▸ Kutipan Teks
********************

ERA.id - Sebuah studi dari Eijkman-Oxford Clinical Research Unit (EOCRU) menunjukkan bahwa angka kematian balita akibat COVID-19 cukup tinggi.
Studi yang dilakukan pada bulan Maret hingga Juli itu mengungkapkan bahwa Jakarta memiliki angka kematian balita tertinggi. Kondisi ini disebabkan oleh deteksi yang terlambat, kekurangan Unit Gawat Darurat (UGD) khusus anak dan keterlambatan penanganan.
Salah satu peneliti EOCRU, Henry Surendra, mengatakan penelitian tersebut telah melibatkan 4.265 pasien dewasa dan anak-anak di 55 rumah sakit yang berbeda.
Studi tersebut juga menemukan bahwa pola infeksi pasien di Jakarta mencerminkan kondisi pasien Covid-19 di seluruh dunia.
Kebanyakan pasien mengalami demam, batuk, dan sesak napas Lebih dari 40 persen didiagnosis pneumonia saat dirawat di rumah sakit. Angka kematian mencapai 12 persen atau 497 dari 4.265 kasus.
Mayoritas kematian, atau 78 persen, terjadi pada pasien berusia 50 tahun ke atas, sementara anak-anak berusia nol hingga 4 tahun sekitar 11 persen kematian, dan orang berusia 60 hingga 69 dan 70 menjadi 22 persen dan 34 persen.

********************

▸ Baris Data
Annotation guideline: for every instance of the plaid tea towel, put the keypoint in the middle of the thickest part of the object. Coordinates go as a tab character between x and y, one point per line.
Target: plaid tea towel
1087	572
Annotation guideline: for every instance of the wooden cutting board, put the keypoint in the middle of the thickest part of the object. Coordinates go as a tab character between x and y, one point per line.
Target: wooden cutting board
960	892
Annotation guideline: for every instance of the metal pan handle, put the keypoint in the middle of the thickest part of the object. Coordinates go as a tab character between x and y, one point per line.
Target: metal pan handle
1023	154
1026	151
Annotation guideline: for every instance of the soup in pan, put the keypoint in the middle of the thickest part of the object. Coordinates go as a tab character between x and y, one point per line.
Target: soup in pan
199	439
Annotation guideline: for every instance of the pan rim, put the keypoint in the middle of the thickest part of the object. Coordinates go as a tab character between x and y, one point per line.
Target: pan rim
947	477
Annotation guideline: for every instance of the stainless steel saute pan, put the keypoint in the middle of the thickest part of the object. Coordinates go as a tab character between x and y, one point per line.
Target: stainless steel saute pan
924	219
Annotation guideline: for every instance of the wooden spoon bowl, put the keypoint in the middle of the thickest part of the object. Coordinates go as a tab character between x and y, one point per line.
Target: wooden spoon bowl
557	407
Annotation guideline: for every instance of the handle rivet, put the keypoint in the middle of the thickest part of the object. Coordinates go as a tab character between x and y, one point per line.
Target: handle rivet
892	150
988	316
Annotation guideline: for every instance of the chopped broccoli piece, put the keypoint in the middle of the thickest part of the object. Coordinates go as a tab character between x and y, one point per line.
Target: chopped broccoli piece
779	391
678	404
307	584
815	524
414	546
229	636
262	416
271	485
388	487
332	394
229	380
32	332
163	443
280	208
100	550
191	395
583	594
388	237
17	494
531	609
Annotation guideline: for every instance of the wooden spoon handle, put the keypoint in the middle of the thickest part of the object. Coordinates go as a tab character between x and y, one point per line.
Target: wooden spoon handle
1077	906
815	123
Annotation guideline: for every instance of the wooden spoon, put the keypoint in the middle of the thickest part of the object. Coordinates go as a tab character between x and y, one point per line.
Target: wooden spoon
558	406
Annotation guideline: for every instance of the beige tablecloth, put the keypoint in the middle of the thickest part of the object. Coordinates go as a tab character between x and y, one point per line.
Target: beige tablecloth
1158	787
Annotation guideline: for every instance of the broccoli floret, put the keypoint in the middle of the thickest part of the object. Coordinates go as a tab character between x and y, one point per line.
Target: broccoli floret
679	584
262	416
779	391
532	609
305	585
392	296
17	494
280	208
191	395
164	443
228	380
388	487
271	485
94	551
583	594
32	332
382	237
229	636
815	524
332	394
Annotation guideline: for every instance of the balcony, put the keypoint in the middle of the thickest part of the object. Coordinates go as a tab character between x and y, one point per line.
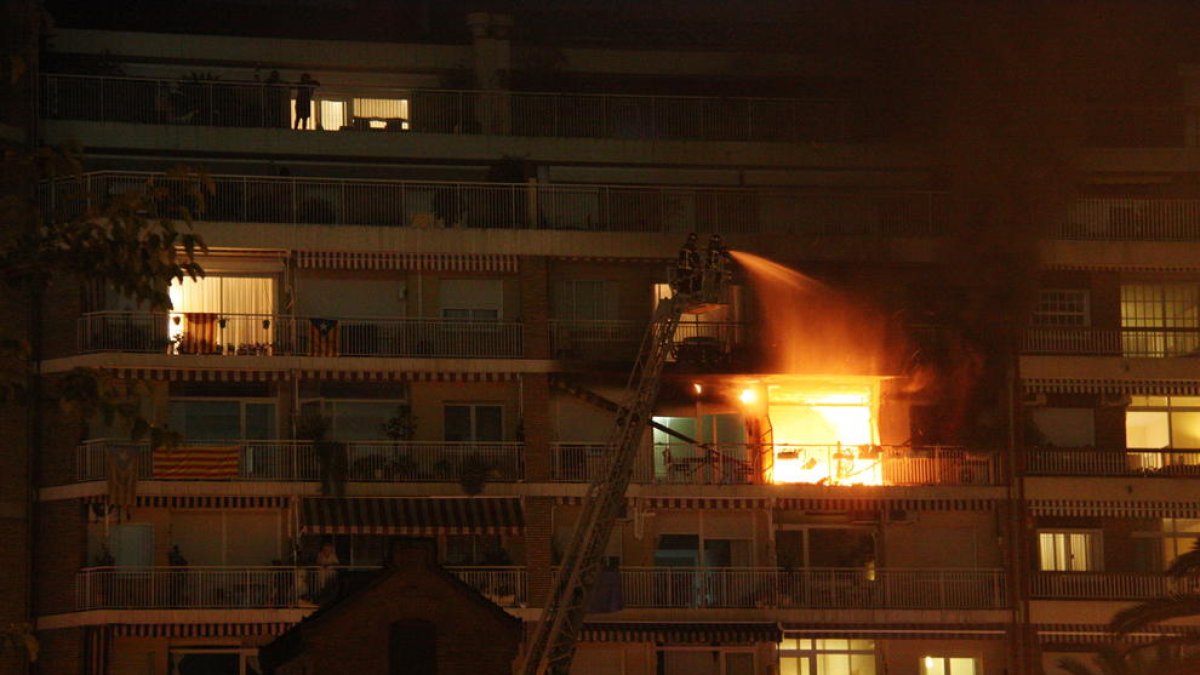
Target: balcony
1128	342
1096	461
253	587
1109	586
732	587
376	461
462	112
267	335
522	205
737	464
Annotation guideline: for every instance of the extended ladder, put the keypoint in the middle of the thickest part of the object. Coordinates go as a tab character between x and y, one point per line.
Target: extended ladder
553	641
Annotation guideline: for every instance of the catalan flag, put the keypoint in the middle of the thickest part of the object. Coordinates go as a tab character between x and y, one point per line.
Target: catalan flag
196	463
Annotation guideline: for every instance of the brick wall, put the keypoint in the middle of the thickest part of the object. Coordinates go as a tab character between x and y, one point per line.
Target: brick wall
534	306
537	424
539	550
60	550
354	638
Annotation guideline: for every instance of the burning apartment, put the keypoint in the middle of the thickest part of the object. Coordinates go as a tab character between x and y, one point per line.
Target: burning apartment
927	430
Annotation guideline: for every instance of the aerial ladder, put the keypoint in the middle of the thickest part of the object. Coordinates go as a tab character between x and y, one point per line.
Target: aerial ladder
553	641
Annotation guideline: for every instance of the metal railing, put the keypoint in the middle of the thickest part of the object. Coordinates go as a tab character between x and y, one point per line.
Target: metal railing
204	333
1109	585
811	587
527	205
461	112
383	461
745	465
253	587
1132	342
1099	461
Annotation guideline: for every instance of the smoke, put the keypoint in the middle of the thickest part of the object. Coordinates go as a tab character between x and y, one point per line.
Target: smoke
809	328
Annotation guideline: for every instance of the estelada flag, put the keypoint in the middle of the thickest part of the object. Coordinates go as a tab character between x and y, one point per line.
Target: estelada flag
196	463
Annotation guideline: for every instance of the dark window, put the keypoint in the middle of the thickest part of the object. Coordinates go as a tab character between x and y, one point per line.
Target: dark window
412	649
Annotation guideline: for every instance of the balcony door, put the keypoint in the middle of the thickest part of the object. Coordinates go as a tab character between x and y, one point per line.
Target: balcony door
223	315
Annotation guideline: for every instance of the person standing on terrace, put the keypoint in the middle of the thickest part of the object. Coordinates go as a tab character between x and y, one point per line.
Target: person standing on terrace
305	89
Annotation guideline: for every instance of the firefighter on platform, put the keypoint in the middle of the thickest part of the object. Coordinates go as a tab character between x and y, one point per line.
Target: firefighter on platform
715	258
688	273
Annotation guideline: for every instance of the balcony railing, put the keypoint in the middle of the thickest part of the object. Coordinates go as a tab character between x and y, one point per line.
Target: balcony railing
461	112
523	205
748	465
383	461
253	587
204	333
1131	342
1097	461
811	587
1109	585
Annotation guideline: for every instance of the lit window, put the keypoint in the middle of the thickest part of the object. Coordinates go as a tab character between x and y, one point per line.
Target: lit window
801	656
948	665
1077	550
1161	320
1061	308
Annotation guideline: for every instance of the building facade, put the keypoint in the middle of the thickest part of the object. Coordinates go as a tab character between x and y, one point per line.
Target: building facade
421	303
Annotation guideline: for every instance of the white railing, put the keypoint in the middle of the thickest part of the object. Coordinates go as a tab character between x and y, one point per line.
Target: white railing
528	205
1132	219
595	340
742	464
1109	586
229	334
1132	342
461	112
505	586
1096	461
253	587
811	587
388	461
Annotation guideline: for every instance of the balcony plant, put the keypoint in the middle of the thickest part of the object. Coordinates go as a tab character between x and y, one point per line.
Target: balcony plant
330	454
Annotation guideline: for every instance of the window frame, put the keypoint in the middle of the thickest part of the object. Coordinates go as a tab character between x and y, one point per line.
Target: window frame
1095	544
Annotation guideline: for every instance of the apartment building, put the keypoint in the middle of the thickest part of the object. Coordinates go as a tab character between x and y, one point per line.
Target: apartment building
423	302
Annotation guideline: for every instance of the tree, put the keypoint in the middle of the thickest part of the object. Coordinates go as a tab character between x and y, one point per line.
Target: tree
136	240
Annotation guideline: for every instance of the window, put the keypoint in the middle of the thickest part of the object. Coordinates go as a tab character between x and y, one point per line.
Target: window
705	662
1062	308
471	299
390	114
214	661
232	312
1161	320
1078	550
1157	423
949	665
801	656
222	419
586	300
412	649
467	423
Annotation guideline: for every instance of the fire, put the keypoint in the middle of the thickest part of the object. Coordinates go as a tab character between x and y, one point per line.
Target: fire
817	430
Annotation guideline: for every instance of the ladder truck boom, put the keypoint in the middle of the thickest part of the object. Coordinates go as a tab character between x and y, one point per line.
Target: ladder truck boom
553	641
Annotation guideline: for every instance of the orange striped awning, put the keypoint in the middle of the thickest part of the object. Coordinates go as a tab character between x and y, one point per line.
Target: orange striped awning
412	517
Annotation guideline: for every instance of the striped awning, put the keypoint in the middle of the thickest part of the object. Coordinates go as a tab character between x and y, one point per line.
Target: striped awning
900	631
199	629
412	517
1107	386
736	633
411	262
1115	508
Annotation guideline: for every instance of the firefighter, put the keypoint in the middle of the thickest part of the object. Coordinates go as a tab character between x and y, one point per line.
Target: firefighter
714	262
687	275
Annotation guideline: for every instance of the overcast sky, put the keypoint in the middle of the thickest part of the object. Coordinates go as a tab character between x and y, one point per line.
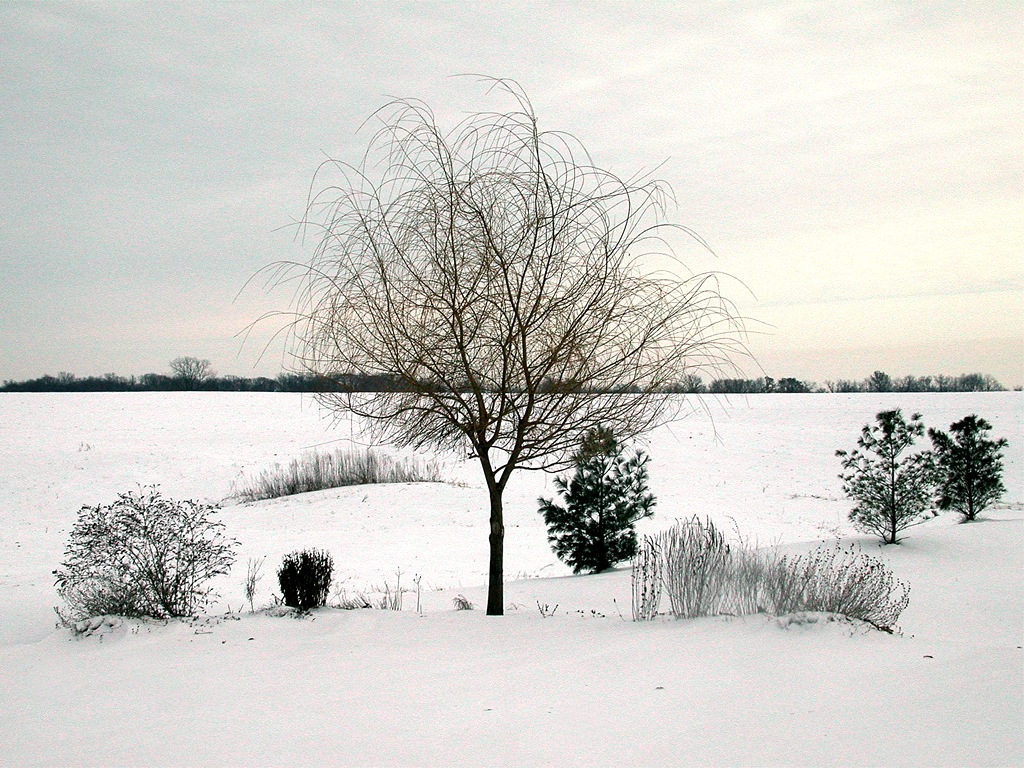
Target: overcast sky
855	166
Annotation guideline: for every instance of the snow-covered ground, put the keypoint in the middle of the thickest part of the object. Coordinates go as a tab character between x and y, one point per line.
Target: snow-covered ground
445	687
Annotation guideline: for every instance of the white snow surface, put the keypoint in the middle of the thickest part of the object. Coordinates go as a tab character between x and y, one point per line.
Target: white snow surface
440	687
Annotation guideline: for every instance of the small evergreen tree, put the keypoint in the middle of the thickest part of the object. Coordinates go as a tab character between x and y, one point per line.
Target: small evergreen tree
605	497
891	494
969	466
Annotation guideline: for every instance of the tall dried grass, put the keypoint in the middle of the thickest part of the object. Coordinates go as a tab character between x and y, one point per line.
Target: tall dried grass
316	471
704	576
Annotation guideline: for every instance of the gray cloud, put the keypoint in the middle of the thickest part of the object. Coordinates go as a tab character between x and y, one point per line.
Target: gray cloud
152	151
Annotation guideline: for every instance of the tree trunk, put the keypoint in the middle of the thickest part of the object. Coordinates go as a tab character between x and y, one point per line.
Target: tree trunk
496	583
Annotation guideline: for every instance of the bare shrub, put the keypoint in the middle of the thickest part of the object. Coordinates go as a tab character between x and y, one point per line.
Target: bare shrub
305	579
143	555
315	471
461	602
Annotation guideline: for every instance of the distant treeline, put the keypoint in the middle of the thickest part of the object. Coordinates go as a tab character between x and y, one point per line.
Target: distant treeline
877	382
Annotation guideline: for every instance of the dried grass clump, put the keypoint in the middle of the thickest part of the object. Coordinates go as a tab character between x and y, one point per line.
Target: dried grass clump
704	576
315	471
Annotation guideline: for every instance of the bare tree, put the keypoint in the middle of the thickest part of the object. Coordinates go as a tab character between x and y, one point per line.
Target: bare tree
192	371
495	275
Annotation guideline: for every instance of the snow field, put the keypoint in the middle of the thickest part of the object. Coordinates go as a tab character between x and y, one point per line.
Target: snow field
580	687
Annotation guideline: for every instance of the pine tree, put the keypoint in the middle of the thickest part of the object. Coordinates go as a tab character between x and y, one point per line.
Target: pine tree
603	500
969	466
891	494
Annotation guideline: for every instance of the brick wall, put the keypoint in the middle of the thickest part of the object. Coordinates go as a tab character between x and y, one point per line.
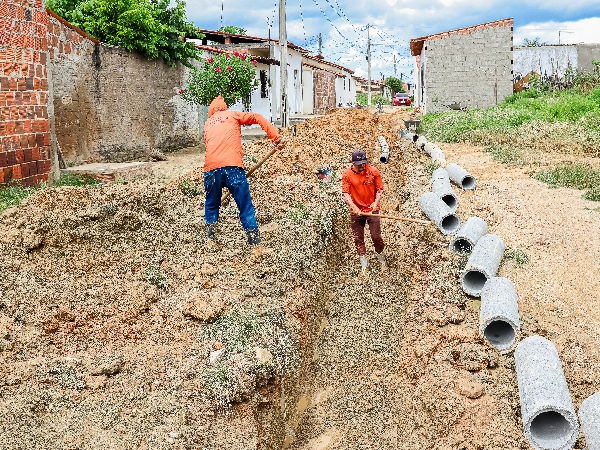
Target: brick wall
472	65
323	92
112	105
24	124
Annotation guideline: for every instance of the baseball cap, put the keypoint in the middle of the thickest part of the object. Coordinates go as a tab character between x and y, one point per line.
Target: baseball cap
359	157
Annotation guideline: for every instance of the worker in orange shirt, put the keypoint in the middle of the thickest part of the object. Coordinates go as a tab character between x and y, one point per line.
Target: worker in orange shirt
362	188
224	167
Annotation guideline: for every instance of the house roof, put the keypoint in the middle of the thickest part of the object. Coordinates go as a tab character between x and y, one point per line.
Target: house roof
219	36
325	70
328	63
416	44
260	59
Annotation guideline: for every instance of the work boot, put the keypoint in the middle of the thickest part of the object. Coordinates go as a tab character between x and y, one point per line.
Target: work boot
381	259
210	234
255	241
364	263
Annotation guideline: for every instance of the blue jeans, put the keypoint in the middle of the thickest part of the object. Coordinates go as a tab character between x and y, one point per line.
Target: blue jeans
234	179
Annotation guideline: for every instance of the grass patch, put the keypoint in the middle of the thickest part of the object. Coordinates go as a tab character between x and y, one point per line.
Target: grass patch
519	257
431	167
507	155
155	277
190	189
77	180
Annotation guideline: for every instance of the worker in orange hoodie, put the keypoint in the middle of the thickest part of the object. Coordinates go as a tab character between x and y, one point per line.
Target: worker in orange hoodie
224	167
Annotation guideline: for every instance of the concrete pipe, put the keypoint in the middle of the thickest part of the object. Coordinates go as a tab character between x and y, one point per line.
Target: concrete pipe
482	264
499	314
549	419
461	177
439	174
466	238
437	155
420	142
589	416
385	151
435	209
443	189
428	147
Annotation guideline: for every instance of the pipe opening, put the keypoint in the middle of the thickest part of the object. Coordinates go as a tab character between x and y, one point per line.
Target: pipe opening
474	280
500	334
450	201
462	245
450	223
551	429
468	182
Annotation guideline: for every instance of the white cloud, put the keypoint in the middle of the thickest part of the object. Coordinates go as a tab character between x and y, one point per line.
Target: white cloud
585	30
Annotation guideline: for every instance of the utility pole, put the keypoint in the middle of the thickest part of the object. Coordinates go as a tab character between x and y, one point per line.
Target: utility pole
283	63
369	62
320	44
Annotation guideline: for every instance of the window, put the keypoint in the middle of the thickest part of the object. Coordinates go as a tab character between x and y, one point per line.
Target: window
263	84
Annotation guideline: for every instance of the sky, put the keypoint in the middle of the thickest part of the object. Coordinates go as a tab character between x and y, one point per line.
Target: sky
393	23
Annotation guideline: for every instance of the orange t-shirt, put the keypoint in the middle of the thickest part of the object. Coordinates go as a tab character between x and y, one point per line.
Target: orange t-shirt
362	186
224	140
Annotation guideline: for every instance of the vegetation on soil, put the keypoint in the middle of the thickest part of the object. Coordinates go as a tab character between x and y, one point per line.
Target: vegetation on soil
151	27
519	257
363	99
539	119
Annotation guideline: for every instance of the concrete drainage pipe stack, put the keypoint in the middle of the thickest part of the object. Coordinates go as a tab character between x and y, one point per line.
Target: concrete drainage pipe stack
420	142
466	238
435	209
589	416
549	419
499	315
461	177
385	150
441	186
483	264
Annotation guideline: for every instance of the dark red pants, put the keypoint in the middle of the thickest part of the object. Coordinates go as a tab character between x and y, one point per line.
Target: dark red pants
357	224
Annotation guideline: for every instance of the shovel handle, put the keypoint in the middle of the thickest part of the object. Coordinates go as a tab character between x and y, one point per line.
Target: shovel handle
251	171
425	222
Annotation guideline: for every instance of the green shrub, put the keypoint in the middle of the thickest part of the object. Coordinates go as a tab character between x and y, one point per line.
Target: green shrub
232	76
151	27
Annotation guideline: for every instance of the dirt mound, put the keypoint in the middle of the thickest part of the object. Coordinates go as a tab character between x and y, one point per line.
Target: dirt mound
119	328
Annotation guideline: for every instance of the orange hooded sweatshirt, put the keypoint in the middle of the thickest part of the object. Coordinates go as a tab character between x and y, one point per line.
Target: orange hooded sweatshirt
223	136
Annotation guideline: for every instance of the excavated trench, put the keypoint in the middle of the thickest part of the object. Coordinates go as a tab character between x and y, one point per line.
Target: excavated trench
97	353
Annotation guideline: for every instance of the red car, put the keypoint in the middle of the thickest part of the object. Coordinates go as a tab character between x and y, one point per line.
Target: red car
402	99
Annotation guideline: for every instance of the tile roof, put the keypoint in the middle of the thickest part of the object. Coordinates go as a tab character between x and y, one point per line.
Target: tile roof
416	44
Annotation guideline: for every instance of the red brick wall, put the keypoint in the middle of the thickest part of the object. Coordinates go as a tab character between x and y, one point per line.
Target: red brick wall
323	92
24	125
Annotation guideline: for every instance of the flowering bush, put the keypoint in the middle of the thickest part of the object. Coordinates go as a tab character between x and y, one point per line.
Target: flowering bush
230	75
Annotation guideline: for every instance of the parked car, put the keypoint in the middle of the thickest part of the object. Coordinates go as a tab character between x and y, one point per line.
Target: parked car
402	99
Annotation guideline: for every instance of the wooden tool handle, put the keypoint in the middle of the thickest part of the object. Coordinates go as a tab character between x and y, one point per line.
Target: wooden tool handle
251	171
425	222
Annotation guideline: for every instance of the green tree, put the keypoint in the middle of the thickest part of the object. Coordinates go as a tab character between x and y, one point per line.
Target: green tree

********************

▸ Tugas dan Latihan
(a) Menurut kutipan tentang studi EOCRU, berapa jumlah pasien yang dilibatkan dalam penelitian itu dan di berapa rumah sakit?
(b) Salin kata demi kata bagian kutipan tentang studi EOCRU mulai dari "ERA.id - Sebuah" sampai dengan "sakit yang berbeda.".
Kerjakan hanya berdasarkan kutipan tentang studi EOCRU.

▸ Kunci Jawaban
(a) Penelitian itu melibatkan 4.265 pasien dewasa dan anak-anak di 55 rumah sakit yang berbeda.

(b)
ERA.id - Sebuah studi dari Eijkman-Oxford Clinical Research Unit (EOCRU) menunjukkan bahwa angka kematian balita akibat COVID-19 cukup tinggi.
Studi yang dilakukan pada bulan Maret hingga Juli itu mengungkapkan bahwa Jakarta memiliki angka kematian balita tertinggi. Kondisi ini disebabkan oleh deteksi yang terlambat, kekurangan Unit Gawat Darurat (UGD) khusus anak dan keterlambatan penanganan.
Salah satu peneliti EOCRU, Henry Surendra, mengatakan penelitian tersebut telah melibatkan 4.265 pasien dewasa dan anak-anak di 55 rumah sakit yang berbeda.